• ARBEITSANWEISUNGEN:
1. Gib aus dem Textauszug über den Maidan einen Abschnitt wortgetreu wieder. Beginne bei den Worten, die „# taz.de -- Debatte“ enthalten, und höre nach „Scheitern gesellschaftlicher Bewegungen.“ auf.
2. Beantworte zum Textauszug über den Maidan diese Fragen:
(a) Von wem stammte der Facebook-Post, der zum Maidan aufrief?
(b) Gegen welchen Präsidenten demonstrierten die Menschen?
(c) Wann fand der kurzfristig anberaumte Moskau-Besuch statt?

• TEXTAUSZUG:
------------------------------

# taz.de -- Debatte Zukunft der Ukraine: Der unendliche Maidan
       
       > Der Maidan ist ein Synonym für Aufbruch und Europa. Er steht aber auch
       > für das Scheitern gesellschaftlicher Bewegungen.
       
 (IMG) Bild: Generationswechsel: Eine europäische Perspektive würde den jungen Reformern helfen
       
       Wer kommt mit auf den Maidan? Wenn wir mehr als tausend sind, organisieren
       wir uns!“ So lautete der Facebook-Post von Mustafa Najem vor drei Jahren.
       Und es kamen weit mehr als tausend Menschen, um gegen den damaligen
       ukrainischen Präsidenten Wiktor Janukowitsch zu demonstrieren. Der hatte
       nach einem kurzfristig anberaumten Moskau-Besuch Mitte November 2013
       ankündigt, dass er das unterschriftsreife Assoziierungsabkommen mit der EU
       doch nicht unterzeichne. Damit begann der vierte Maidan in Kiew.

------------------------------

• AUSGELESENE DATEN:
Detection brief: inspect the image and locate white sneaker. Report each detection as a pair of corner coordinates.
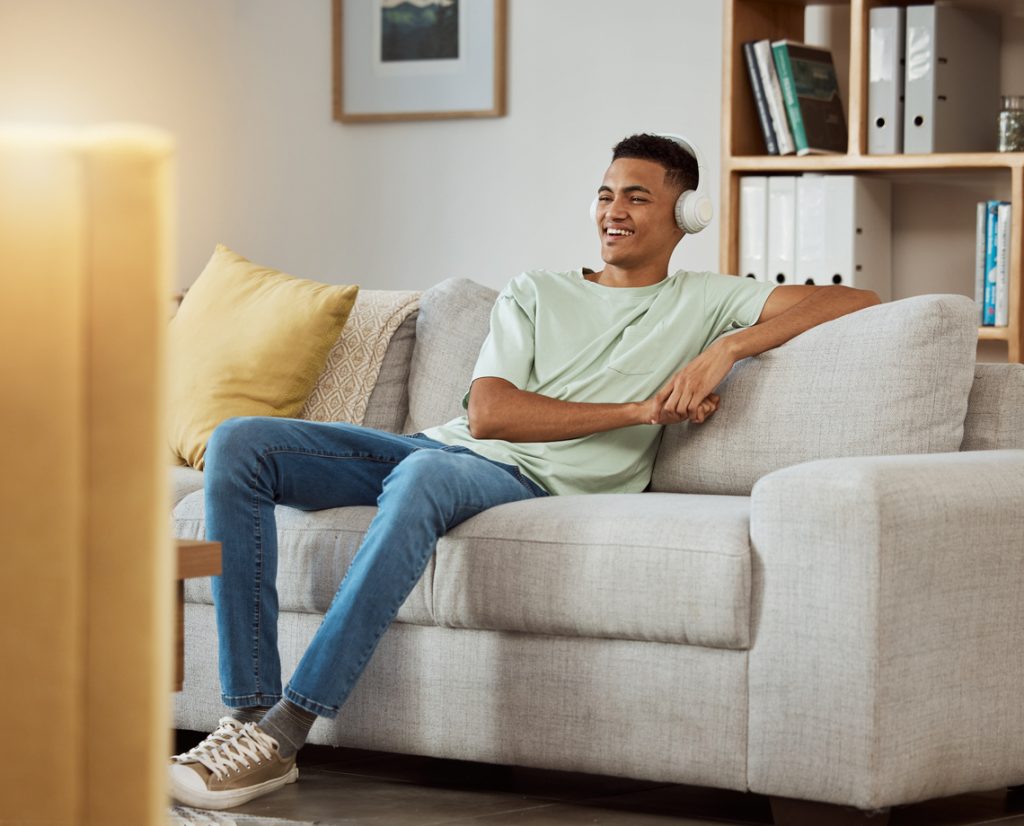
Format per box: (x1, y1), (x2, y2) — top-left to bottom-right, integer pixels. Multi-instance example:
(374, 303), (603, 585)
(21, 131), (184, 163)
(170, 721), (299, 809)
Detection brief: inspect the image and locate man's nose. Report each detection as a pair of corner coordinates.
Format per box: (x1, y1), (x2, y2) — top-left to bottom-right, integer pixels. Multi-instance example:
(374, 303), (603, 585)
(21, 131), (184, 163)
(608, 197), (627, 218)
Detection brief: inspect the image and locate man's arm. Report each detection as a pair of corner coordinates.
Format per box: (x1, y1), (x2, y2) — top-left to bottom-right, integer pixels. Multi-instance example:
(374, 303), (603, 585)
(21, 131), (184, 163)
(652, 285), (882, 421)
(469, 377), (718, 442)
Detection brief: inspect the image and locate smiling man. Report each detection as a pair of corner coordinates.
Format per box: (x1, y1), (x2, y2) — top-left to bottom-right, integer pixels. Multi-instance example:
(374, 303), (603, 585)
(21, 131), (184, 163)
(170, 135), (879, 809)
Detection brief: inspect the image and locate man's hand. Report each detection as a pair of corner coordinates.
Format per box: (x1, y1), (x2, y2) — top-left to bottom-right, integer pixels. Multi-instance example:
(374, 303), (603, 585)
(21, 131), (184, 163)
(645, 342), (735, 425)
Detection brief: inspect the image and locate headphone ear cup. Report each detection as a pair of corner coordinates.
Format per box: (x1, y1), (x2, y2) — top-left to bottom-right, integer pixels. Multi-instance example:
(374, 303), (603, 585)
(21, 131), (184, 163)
(676, 189), (715, 235)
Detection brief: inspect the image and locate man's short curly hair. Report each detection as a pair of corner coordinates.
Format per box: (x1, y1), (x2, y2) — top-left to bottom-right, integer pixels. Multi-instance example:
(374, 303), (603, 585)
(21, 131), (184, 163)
(611, 133), (699, 191)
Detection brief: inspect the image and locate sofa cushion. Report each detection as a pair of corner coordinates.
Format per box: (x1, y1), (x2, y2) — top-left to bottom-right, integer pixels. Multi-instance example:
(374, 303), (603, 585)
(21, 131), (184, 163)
(299, 290), (420, 430)
(651, 295), (978, 495)
(433, 493), (751, 648)
(362, 313), (416, 433)
(171, 490), (433, 624)
(167, 244), (358, 470)
(171, 465), (203, 509)
(404, 278), (498, 433)
(961, 364), (1024, 450)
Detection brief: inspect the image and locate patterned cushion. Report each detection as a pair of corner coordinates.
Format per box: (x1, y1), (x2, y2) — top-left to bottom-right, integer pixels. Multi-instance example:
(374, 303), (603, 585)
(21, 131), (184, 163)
(362, 313), (417, 433)
(651, 295), (978, 495)
(404, 278), (498, 433)
(300, 290), (420, 425)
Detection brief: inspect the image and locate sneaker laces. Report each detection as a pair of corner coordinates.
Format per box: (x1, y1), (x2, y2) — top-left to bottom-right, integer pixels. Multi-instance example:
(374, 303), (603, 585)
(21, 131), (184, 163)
(171, 716), (243, 763)
(196, 723), (278, 780)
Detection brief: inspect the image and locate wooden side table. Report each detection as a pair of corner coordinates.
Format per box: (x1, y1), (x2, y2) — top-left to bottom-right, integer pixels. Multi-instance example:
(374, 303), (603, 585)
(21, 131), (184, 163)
(174, 539), (220, 692)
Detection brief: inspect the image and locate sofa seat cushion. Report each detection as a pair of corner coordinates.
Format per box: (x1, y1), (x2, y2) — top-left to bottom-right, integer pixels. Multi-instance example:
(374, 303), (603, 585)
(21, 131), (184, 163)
(433, 493), (751, 649)
(171, 465), (203, 508)
(172, 490), (434, 625)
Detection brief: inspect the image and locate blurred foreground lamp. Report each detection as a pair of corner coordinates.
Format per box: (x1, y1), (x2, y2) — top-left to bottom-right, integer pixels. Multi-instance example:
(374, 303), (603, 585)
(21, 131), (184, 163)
(0, 127), (173, 824)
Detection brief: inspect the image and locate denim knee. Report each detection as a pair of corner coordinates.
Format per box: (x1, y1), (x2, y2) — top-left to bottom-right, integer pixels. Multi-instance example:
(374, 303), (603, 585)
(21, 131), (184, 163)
(205, 416), (266, 471)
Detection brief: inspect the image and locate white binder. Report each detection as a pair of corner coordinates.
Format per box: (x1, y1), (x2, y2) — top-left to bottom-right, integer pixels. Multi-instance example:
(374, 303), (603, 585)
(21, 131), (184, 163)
(903, 5), (999, 154)
(825, 175), (892, 301)
(867, 6), (906, 155)
(794, 174), (829, 286)
(739, 175), (768, 281)
(768, 175), (797, 284)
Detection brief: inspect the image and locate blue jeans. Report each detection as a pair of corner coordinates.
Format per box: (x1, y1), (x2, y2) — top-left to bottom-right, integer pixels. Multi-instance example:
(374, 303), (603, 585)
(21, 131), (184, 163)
(205, 417), (547, 718)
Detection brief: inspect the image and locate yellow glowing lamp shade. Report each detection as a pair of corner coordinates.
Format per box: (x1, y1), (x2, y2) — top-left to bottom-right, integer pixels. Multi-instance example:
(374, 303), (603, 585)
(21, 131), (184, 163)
(0, 126), (173, 824)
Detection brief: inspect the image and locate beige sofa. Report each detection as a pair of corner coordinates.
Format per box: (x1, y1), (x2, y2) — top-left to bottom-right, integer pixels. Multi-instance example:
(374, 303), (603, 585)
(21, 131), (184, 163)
(172, 280), (1024, 822)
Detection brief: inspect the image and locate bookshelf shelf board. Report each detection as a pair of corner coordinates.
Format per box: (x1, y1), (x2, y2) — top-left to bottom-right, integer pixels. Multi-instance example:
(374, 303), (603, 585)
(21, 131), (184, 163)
(978, 327), (1010, 341)
(726, 153), (1024, 172)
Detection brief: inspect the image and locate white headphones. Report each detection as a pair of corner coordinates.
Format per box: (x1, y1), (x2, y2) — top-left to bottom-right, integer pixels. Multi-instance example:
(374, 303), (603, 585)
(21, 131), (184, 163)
(590, 132), (714, 235)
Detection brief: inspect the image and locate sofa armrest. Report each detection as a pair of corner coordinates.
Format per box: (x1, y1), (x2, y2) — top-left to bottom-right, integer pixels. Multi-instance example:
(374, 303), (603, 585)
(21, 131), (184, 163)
(749, 450), (1024, 809)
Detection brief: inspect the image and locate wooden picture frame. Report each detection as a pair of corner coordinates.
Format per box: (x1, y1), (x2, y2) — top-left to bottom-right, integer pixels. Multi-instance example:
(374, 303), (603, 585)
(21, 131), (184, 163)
(332, 0), (508, 123)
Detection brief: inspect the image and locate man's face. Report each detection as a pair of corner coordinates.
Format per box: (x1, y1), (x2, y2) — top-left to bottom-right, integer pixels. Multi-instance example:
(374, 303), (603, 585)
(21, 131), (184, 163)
(597, 158), (683, 269)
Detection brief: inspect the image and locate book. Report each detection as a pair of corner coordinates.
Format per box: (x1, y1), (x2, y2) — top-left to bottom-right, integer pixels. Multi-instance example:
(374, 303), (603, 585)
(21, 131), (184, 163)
(995, 201), (1013, 327)
(982, 201), (999, 327)
(771, 40), (847, 155)
(743, 40), (778, 155)
(754, 40), (797, 155)
(974, 201), (988, 325)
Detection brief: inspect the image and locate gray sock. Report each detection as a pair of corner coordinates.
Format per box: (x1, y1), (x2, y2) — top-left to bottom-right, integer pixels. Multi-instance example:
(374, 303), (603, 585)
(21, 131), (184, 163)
(259, 698), (316, 757)
(231, 705), (270, 723)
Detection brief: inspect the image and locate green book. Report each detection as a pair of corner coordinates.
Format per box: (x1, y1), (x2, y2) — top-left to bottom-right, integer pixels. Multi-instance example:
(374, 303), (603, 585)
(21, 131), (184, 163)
(771, 40), (847, 155)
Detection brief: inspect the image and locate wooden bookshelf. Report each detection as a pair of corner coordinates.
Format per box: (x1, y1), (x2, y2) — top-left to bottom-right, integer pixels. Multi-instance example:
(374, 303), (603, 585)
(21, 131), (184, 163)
(719, 0), (1024, 362)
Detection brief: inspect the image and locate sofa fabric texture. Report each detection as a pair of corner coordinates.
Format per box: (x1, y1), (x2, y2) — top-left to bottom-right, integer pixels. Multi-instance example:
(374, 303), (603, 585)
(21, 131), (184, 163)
(749, 450), (1024, 809)
(651, 295), (978, 495)
(299, 290), (420, 425)
(961, 364), (1024, 450)
(167, 244), (359, 470)
(406, 278), (498, 433)
(172, 279), (1024, 809)
(174, 490), (750, 649)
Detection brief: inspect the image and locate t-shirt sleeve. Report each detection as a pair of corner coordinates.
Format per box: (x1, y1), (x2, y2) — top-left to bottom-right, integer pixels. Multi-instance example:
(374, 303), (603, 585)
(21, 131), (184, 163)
(705, 272), (777, 344)
(463, 290), (534, 407)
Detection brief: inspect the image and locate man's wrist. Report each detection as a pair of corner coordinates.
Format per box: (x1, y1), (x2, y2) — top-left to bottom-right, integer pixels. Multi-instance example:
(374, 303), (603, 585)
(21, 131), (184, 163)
(712, 333), (742, 364)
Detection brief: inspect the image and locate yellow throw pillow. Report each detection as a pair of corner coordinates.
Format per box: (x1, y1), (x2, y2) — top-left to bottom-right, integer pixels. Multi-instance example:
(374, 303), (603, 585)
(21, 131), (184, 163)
(168, 244), (359, 470)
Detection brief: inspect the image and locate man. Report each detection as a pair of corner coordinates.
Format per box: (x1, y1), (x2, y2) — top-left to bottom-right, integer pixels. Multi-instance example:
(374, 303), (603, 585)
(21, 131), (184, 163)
(170, 135), (879, 809)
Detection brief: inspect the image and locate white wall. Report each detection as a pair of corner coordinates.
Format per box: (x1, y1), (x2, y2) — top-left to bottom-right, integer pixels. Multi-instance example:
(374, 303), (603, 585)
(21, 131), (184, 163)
(0, 0), (722, 289)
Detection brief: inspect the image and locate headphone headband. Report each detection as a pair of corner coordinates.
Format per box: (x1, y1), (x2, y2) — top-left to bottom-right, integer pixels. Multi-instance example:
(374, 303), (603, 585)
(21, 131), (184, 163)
(654, 132), (714, 234)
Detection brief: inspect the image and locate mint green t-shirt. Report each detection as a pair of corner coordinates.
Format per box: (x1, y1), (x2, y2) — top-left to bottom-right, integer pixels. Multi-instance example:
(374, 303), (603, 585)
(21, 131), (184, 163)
(424, 270), (775, 494)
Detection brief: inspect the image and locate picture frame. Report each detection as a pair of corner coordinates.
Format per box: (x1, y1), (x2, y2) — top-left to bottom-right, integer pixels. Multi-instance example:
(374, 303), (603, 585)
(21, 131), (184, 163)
(332, 0), (508, 123)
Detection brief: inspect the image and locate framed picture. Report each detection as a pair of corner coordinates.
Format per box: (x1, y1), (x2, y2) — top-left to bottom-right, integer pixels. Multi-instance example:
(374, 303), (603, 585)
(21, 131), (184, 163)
(333, 0), (507, 123)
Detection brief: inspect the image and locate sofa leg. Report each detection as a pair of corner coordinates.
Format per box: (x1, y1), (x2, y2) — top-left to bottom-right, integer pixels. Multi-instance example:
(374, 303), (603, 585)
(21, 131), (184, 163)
(770, 797), (889, 826)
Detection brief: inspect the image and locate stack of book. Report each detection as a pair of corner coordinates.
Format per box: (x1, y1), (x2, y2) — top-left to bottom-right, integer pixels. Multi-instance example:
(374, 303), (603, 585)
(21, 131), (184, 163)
(743, 40), (847, 155)
(974, 201), (1013, 327)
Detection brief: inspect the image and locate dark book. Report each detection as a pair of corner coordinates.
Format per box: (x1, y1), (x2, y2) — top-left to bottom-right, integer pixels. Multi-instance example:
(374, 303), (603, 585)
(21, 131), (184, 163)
(771, 40), (847, 155)
(743, 40), (778, 155)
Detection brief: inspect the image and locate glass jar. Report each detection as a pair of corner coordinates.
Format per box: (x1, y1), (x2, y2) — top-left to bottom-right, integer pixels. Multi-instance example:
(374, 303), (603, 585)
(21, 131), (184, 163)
(999, 94), (1024, 153)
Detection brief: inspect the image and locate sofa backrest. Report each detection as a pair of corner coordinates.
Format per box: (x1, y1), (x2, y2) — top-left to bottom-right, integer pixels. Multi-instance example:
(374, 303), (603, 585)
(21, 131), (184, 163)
(961, 363), (1024, 450)
(651, 295), (978, 495)
(403, 278), (498, 433)
(362, 313), (417, 433)
(395, 279), (1011, 494)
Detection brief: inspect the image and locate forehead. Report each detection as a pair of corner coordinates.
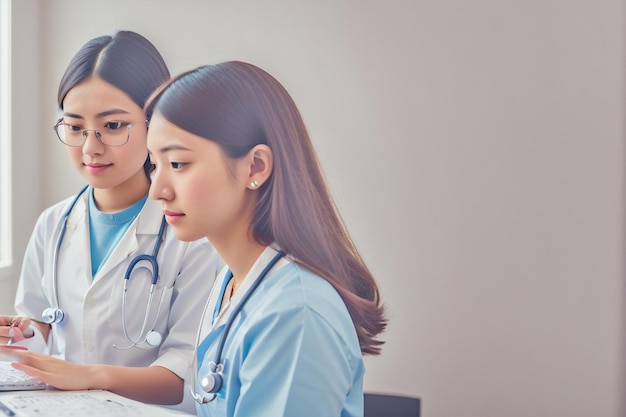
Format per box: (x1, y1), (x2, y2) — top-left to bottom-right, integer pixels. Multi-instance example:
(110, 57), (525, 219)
(148, 113), (221, 153)
(63, 77), (143, 115)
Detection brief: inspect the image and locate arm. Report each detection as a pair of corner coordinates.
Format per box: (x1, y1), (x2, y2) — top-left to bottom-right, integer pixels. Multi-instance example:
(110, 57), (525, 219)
(7, 348), (183, 404)
(12, 208), (57, 351)
(233, 306), (362, 417)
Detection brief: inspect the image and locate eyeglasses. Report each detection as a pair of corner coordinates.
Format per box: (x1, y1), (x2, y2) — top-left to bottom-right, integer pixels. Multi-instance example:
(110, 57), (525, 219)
(52, 118), (148, 147)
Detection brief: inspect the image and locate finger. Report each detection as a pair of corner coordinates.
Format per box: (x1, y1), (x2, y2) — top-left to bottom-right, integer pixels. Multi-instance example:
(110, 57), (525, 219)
(0, 316), (15, 326)
(0, 345), (27, 362)
(11, 362), (49, 383)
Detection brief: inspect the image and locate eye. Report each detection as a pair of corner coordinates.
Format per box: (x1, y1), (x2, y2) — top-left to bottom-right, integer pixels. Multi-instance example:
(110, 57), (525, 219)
(104, 122), (128, 130)
(170, 162), (187, 169)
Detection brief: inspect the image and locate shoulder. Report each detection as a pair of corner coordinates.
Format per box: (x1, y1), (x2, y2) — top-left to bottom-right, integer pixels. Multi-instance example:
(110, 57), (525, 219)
(254, 262), (353, 327)
(38, 195), (84, 223)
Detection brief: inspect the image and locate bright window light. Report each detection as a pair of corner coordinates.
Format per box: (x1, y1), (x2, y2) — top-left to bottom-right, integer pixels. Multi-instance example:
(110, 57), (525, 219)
(0, 0), (13, 271)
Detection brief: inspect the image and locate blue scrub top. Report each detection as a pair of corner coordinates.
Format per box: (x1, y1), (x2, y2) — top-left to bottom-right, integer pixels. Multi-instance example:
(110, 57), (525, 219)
(196, 252), (365, 417)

------------------------------

• ANTWORTEN DER REIHE NACH:
1.
# taz.de -- Debatte Zukunft der Ukraine: Der unendliche Maidan
       
       > Der Maidan ist ein Synonym für Aufbruch und Europa. Er steht aber auch
       > für das Scheitern gesellschaftlicher Bewegungen.

2.
(a) Von Mustafa Najem.
(b) Gegen den damaligen ukrainischen Präsidenten Wiktor Janukowitsch.
(c) Mitte November 2013.